Evaluation system of image generation using GAN.
This repository is based on stylegan3, with several new abilities:
- Tools for the heat map visualization of the influence of the feature distribution of different feature extractors on the evaluation results (
grad_cam.py
). - Tools for matching the histogram of the number of labels for generated dataset with the histogram of real dataset (
label_match.py
,gen_match.py
,histogram.py
). - Centered Kernel Alignment metrics (
cka
). - Multi-level for metrics (
layers
). - General improvements: a new and stable evaluation system of image generation using GAN.
Compatibility:
- Compatible with old metrics and operations of stylegan3.
- Linux and Windows are supported, but we recommend Linux for performance and compatibility reasons.
- 1–8 high-end NVIDIA GPUs with at least 12 GB of memory. We have done all testing and development using Tesla V100 and A100 GPUs.
- 64-bit Python 3.8 and PyTorch 1.9.0 (or later). See https://pytorch.org for PyTorch install instructions.
- CUDA toolkit 11.1 or later. (Why is a separate CUDA toolkit installation required? See Troubleshooting).
- GCC 7 or later (Linux) or Visual Studio (Windows) compilers. Recommended GCC version depends on CUDA version, see for example CUDA 11.4 system requirements.
- Python libraries: see environment.yml for exact library dependencies. You can use the following commands with Miniconda3 to create and activate your StyleGAN3 Python environment:
conda env create -f environment.yml
conda activate stylegan3
- Docker users:
- Ensure you have correctly installed the NVIDIA container runtime.
- Use the provided Dockerfile to build an image with the required library dependencies.
The code relies heavily on custom PyTorch extensions that are compiled on the fly using NVCC. On Windows, the compilation requires Microsoft Visual Studio. We recommend installing Visual Studio Community Edition and adding it into PATH
using "C:\Program Files (x86)\Microsoft Visual Studio\<VERSION>\Community\VC\Auxiliary\Build\vcvars64.bat"

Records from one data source
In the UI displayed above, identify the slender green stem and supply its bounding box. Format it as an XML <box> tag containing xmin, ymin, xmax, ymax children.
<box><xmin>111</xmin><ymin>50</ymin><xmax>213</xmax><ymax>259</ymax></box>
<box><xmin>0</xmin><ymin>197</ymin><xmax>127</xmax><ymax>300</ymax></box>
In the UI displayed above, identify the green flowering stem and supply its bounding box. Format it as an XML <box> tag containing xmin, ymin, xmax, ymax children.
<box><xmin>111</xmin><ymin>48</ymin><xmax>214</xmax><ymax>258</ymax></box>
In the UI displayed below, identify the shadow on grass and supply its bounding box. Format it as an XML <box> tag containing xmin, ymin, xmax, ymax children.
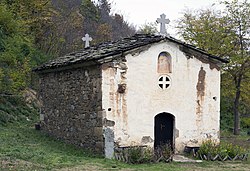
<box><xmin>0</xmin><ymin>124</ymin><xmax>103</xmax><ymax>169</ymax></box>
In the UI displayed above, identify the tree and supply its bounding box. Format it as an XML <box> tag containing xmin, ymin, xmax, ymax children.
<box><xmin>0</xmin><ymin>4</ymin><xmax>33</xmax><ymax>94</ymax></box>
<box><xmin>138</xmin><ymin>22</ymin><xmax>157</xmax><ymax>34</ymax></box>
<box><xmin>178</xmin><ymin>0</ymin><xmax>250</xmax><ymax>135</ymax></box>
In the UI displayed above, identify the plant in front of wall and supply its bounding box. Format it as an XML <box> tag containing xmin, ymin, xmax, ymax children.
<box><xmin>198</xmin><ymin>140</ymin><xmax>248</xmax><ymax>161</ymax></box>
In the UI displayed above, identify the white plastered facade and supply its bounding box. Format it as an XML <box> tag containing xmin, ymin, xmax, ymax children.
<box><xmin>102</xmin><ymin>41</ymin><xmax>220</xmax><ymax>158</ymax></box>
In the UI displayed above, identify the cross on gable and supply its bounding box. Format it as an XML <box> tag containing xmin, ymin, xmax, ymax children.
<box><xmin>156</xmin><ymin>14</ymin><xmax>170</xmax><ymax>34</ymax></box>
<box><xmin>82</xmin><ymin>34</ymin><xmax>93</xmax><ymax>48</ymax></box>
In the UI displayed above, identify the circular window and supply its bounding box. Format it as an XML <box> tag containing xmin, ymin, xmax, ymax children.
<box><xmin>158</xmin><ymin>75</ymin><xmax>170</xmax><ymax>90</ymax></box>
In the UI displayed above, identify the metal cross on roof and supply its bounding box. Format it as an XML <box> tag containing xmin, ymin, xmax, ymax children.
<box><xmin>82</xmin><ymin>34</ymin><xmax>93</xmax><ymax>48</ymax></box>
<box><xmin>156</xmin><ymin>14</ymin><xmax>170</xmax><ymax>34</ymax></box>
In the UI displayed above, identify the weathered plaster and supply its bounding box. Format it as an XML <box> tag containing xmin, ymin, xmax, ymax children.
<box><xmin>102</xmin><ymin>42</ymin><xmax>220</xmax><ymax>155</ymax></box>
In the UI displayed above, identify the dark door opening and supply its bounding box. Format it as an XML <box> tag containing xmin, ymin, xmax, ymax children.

DESCRIPTION OF THE TASK ::
Please repeat the stretch of the GAN evaluation text from "This repository is" through "operations of stylegan3.", word for word. These records come from a separate source.

SOLVED EXERCISE ::
This repository is based on stylegan3, with several new abilities:
- Tools for the heat map visualization of the influence of the feature distribution of different feature extractors on the evaluation results (
grad_cam.py
). - Tools for matching the histogram of the number of labels for generated dataset with the histogram of real dataset (
label_match.py
,gen_match.py
,histogram.py
). - Centered Kernel Alignment metrics (
cka
). - Multi-level for metrics (
layers
). - General improvements: a new and stable evaluation system of image generation using GAN.
Compatibility:
- Compatible with old metrics and operations of stylegan3.